_SUPPLIED DATA_.
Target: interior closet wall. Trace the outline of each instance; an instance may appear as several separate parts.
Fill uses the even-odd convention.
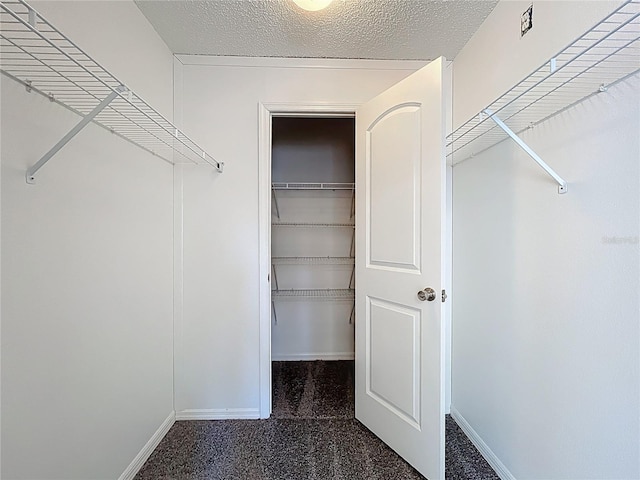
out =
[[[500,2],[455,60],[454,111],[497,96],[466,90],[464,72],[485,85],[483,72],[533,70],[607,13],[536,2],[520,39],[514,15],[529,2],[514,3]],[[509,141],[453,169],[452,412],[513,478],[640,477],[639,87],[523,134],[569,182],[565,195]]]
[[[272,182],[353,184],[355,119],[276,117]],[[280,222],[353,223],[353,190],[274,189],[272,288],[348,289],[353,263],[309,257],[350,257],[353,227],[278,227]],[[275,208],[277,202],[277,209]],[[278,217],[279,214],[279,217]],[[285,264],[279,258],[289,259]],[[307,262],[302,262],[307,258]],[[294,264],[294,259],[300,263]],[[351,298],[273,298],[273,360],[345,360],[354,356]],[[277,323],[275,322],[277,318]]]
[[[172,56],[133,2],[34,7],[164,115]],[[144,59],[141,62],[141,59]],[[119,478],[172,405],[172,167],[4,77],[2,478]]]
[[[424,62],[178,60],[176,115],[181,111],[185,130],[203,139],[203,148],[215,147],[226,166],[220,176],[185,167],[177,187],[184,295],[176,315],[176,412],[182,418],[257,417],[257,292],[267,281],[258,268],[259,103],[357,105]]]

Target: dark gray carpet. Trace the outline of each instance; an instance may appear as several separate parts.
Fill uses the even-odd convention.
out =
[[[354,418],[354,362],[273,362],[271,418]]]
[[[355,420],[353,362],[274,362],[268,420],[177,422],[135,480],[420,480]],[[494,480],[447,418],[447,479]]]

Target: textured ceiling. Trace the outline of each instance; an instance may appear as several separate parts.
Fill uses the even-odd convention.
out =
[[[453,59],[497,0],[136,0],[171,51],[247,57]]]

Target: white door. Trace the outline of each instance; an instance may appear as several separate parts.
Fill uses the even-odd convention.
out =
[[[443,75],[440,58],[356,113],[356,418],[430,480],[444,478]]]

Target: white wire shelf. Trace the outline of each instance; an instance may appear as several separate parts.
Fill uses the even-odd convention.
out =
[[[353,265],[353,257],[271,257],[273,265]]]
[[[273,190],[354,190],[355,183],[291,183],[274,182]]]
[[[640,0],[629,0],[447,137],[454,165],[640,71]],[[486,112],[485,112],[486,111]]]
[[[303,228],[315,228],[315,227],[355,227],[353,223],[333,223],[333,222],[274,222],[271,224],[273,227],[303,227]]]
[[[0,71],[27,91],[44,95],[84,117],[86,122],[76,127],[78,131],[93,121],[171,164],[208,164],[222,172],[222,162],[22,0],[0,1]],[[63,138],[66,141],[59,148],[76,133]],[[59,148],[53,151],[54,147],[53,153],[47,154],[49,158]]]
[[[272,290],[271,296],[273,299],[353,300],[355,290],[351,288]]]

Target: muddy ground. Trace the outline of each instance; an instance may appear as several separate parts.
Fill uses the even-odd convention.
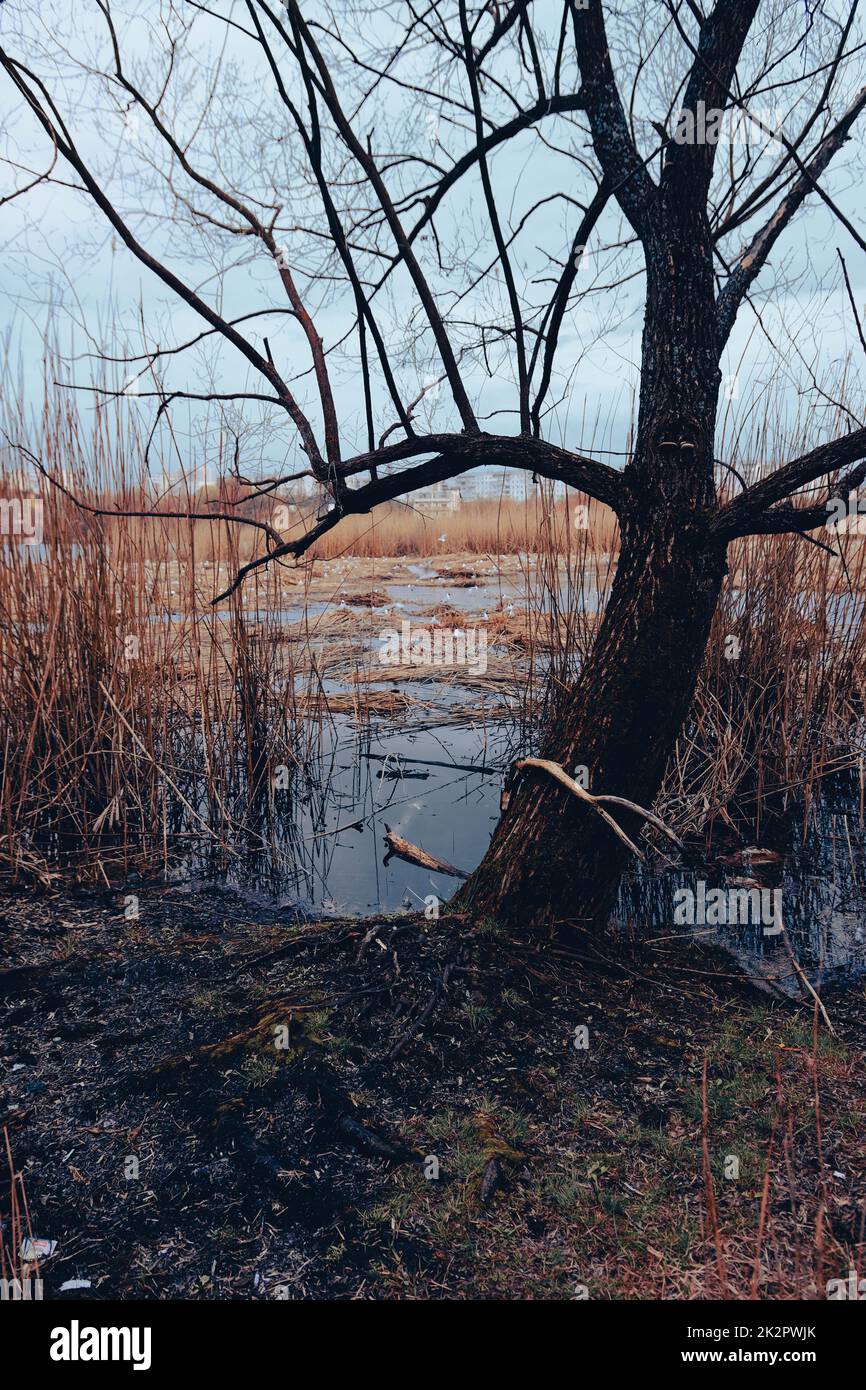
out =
==
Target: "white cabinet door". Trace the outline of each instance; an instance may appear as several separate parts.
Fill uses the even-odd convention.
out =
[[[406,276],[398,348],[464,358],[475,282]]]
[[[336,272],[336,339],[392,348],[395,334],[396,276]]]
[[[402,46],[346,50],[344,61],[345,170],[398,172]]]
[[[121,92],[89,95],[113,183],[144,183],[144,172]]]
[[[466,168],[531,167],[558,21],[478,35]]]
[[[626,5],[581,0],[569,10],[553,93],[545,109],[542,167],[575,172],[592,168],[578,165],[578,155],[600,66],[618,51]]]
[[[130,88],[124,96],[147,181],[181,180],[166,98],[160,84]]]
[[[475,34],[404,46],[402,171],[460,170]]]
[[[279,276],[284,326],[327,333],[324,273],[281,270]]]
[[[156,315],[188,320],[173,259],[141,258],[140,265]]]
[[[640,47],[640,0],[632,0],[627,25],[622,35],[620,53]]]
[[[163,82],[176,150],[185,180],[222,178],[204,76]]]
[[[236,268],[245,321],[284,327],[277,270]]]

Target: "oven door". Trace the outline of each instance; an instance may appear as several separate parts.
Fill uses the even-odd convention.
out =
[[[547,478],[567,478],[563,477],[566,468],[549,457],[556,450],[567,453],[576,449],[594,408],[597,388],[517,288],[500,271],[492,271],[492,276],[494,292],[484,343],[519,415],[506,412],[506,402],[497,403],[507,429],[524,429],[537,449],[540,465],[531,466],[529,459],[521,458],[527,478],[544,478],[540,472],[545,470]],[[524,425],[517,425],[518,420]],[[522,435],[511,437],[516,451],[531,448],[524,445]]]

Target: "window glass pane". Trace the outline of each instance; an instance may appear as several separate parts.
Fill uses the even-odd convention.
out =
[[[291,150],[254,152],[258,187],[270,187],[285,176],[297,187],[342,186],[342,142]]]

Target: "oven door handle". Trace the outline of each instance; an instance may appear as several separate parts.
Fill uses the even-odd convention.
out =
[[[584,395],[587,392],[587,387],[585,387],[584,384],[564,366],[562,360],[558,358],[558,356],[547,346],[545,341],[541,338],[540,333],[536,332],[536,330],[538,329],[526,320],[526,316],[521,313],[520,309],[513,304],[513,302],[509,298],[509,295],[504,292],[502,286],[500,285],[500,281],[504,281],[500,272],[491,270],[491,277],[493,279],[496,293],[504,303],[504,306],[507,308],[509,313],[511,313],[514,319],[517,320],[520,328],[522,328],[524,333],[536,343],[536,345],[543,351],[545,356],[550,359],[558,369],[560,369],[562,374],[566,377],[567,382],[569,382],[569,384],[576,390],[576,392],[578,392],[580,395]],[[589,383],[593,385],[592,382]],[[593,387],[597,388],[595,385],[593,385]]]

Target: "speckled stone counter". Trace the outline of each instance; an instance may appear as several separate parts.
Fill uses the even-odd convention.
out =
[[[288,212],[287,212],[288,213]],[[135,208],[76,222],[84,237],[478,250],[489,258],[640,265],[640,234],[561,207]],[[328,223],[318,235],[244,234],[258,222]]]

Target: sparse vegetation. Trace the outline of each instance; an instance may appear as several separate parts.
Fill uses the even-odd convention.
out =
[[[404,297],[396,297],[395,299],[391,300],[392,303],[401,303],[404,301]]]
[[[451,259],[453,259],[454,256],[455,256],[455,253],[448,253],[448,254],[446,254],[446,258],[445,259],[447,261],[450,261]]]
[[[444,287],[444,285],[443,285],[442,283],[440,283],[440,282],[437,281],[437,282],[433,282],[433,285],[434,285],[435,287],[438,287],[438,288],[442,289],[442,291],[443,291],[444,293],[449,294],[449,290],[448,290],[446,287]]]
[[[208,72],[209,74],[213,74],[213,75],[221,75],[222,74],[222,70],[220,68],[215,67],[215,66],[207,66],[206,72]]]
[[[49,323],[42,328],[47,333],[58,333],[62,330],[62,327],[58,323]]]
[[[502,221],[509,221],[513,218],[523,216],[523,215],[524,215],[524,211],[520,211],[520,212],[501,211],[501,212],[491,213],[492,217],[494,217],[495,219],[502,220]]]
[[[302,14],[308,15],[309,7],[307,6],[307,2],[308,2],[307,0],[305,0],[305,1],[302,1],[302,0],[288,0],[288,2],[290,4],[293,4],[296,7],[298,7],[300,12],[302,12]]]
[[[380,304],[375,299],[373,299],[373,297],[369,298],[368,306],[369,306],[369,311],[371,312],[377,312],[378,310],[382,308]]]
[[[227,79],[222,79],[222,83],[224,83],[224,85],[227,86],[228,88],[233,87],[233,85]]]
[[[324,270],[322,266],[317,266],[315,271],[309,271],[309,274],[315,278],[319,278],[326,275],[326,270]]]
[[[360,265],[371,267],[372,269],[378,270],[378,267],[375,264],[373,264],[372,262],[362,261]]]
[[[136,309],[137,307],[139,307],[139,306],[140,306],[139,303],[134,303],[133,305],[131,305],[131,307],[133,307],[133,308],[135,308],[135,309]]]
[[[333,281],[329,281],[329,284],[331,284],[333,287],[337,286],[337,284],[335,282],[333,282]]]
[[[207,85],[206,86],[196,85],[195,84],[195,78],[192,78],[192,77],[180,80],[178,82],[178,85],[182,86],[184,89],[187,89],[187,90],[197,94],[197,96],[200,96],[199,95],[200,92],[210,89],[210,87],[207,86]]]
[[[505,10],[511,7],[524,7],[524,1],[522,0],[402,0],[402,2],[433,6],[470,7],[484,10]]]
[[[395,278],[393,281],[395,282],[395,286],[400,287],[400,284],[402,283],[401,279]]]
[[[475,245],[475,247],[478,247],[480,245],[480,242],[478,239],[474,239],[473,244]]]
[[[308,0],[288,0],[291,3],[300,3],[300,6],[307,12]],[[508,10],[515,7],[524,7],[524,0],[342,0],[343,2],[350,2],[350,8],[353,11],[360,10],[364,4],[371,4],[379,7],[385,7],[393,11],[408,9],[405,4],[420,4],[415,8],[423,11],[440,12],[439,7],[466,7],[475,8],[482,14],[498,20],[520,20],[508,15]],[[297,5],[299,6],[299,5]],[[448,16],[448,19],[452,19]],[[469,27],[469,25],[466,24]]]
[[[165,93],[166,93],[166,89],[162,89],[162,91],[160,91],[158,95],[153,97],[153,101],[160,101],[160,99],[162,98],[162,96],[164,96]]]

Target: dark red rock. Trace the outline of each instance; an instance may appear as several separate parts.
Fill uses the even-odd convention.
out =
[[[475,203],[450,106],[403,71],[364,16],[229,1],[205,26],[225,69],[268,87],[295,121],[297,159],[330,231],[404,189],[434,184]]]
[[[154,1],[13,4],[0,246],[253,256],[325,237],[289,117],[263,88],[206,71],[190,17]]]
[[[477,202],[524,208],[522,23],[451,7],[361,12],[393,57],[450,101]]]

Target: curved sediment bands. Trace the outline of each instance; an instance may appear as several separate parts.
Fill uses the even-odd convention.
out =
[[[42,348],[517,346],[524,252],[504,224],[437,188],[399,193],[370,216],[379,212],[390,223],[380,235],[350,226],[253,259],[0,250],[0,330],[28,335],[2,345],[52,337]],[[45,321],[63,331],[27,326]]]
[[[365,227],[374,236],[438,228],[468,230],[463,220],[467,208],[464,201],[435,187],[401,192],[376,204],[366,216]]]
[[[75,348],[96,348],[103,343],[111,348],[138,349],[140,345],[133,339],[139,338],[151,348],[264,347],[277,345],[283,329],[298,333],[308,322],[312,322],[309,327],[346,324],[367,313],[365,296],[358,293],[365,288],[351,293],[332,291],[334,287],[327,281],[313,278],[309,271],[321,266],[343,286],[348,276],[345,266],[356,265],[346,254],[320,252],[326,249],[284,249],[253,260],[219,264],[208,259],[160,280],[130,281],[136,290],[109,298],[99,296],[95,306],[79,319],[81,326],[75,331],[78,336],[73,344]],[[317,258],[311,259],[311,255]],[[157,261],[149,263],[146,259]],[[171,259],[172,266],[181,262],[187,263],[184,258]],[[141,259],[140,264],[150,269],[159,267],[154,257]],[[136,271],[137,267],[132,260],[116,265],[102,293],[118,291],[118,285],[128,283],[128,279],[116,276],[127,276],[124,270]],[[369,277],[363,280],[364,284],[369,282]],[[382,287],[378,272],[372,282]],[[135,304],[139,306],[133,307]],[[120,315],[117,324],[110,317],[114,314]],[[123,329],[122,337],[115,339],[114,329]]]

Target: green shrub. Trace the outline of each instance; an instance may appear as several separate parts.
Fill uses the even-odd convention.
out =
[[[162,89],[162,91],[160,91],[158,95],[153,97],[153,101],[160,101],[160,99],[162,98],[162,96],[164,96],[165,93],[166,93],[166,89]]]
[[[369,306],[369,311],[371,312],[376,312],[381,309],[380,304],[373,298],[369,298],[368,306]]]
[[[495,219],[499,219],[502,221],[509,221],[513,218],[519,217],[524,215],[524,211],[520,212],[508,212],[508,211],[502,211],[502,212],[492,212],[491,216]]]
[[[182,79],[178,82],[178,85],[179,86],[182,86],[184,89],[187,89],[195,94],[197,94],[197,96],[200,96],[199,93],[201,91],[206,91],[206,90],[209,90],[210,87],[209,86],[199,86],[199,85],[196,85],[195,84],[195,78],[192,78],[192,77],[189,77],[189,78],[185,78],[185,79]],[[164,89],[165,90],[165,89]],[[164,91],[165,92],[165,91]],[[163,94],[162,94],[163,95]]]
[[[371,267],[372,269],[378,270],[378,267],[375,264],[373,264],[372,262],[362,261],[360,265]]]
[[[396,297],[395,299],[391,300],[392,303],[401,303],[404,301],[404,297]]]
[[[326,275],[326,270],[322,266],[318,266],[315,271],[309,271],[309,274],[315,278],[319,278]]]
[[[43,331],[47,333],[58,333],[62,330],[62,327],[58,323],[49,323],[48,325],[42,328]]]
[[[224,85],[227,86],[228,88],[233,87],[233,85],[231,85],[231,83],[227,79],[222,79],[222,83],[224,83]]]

_WHAT YOU WILL DO_.
Check every line of the data, and copy the ones that contain "white".

_WRITTEN ANSWER_.
Target: white door. Trace the outline of each instance; an instance may appear as several separate parts.
Target: white wire shelf. Trace the outline of each instance; an instance may appear as several separate parts.
Target: "white cabinet door". Trace the outline of each instance; an instance may appear as several separate parts.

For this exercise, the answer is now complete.